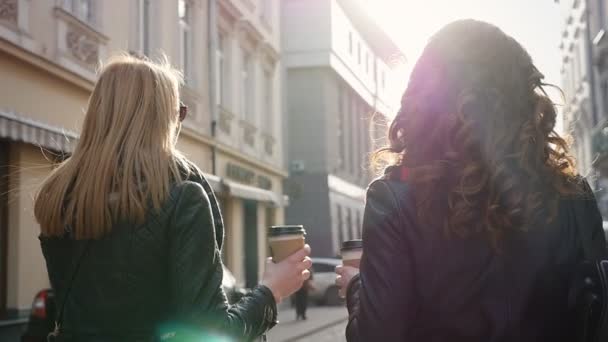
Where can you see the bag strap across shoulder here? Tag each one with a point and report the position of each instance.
(72, 277)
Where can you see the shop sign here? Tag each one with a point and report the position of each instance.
(247, 176)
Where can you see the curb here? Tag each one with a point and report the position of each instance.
(316, 330)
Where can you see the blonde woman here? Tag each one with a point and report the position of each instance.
(131, 231)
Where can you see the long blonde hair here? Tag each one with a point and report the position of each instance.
(125, 158)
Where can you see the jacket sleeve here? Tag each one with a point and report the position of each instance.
(380, 299)
(195, 271)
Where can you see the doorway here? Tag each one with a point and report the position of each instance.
(251, 243)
--
▶ _What to produce_
Convert the listing above to a two-column CSV with the headers instruction and coordinates. Give one row per instruction with all of its coordinates, wrap each field in double quotes, replace line breaks with spaces, and leave out the picture markers.

▶ _Answer_
instruction,coordinates
"Where can you see the bag strap across shoulder here? Tag each one with a point and report the position of each instance.","(72, 277)"
"Where can you see the shop sign here? Tag each one with a point and report the position of each instance.","(247, 176)"
"Where can you see the curb here? Tag each one with a point and report the position of each instance.","(316, 330)"
"Where can you see the blonde woman here? Tag each one with a point and report the position of each instance.","(131, 231)"
"Where can you see the long blonde hair here? Tag each one with a point and report the position of each instance.","(125, 158)"
"Where can you see the jacket sleeve here? Tag each one with a point and report the position of each instance.","(380, 299) (195, 271)"
"Where can you see the doorway here? Tag each one with a point and report the position of each instance.","(251, 243)"